EXERCISE INPUT section start

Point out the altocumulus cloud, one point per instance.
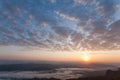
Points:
(65, 25)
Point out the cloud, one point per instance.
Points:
(65, 25)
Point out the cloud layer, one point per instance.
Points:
(65, 25)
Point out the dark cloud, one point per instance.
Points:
(60, 25)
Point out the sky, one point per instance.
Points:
(60, 30)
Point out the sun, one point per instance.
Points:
(86, 58)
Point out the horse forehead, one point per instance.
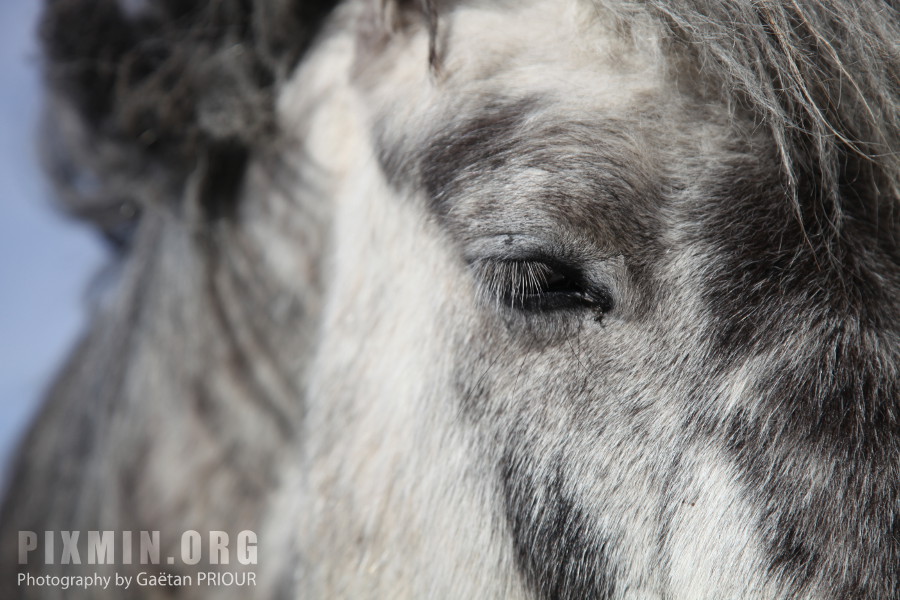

EXERCISE INPUT section end

> [YOUR GOAL] Only the lines from the one containing "Point out the sun, one point per instance." through the last line of the entries above, both included, belong in the answer, written out exactly; pictures do not.

> [SOLUTION]
Point out the sun, one point per instance.
Points:
(86, 58)
Point out the horse forehead, one point per instance.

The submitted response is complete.